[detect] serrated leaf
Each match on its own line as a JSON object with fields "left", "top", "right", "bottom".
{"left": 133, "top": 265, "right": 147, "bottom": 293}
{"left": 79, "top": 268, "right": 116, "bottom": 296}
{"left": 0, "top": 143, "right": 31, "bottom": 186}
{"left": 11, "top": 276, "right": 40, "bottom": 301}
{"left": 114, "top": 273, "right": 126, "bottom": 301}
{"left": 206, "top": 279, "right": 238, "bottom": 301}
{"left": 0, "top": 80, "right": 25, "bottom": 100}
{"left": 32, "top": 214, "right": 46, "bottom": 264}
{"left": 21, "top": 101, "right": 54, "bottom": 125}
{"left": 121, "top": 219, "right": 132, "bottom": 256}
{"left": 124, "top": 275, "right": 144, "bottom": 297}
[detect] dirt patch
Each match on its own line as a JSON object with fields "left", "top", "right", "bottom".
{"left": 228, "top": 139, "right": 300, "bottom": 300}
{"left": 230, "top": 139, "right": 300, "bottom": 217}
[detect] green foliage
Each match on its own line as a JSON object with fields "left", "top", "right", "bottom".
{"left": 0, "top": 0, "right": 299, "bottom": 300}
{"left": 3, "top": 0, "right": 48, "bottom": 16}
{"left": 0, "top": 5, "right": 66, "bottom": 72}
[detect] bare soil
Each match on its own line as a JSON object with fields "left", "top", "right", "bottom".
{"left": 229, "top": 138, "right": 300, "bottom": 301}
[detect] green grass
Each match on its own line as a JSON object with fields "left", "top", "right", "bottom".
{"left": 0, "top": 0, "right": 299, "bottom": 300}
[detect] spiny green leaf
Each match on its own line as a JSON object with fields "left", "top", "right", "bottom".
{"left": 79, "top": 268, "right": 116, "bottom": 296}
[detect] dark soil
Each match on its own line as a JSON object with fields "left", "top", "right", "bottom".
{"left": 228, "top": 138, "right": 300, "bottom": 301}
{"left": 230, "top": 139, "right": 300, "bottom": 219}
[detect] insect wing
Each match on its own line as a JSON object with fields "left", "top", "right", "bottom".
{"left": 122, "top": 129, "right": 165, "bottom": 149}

::::

§ What you have to do
Your task is to copy all of the entries exactly.

§ Output of the exercise
[detect] serrated leaf
Each match on its own line as a JSON object with fields "left", "top", "right", "bottom".
{"left": 133, "top": 265, "right": 147, "bottom": 293}
{"left": 79, "top": 268, "right": 116, "bottom": 296}
{"left": 0, "top": 143, "right": 31, "bottom": 186}
{"left": 11, "top": 276, "right": 40, "bottom": 301}
{"left": 114, "top": 273, "right": 126, "bottom": 301}
{"left": 206, "top": 279, "right": 238, "bottom": 301}
{"left": 0, "top": 80, "right": 25, "bottom": 100}
{"left": 32, "top": 214, "right": 46, "bottom": 264}
{"left": 21, "top": 101, "right": 54, "bottom": 125}
{"left": 121, "top": 219, "right": 132, "bottom": 256}
{"left": 124, "top": 275, "right": 144, "bottom": 297}
[detect] dirt patch
Each match on its own line as a JSON object with fields "left", "top", "right", "bottom".
{"left": 228, "top": 139, "right": 300, "bottom": 300}
{"left": 230, "top": 139, "right": 300, "bottom": 217}
[detect] green foliage
Each match on its own line as a JSON object with fields "left", "top", "right", "bottom".
{"left": 0, "top": 0, "right": 299, "bottom": 300}
{"left": 3, "top": 0, "right": 48, "bottom": 16}
{"left": 0, "top": 5, "right": 66, "bottom": 72}
[detect] bare soil
Each match on its own line as a JSON object with fields "left", "top", "right", "bottom".
{"left": 229, "top": 138, "right": 300, "bottom": 301}
[detect] green grass
Each match on its own line as a JSON object with fields "left", "top", "right", "bottom".
{"left": 0, "top": 0, "right": 299, "bottom": 300}
[detect] spiny green leaf
Each match on its own line as a JSON object with fields "left", "top", "right", "bottom".
{"left": 79, "top": 268, "right": 116, "bottom": 296}
[detect] dark soil
Each match on its own line as a JSON object with fields "left", "top", "right", "bottom".
{"left": 228, "top": 138, "right": 300, "bottom": 301}
{"left": 230, "top": 139, "right": 300, "bottom": 219}
[detect] insect wing
Each match on its own line as a JSON object with fields "left", "top", "right", "bottom".
{"left": 122, "top": 129, "right": 165, "bottom": 149}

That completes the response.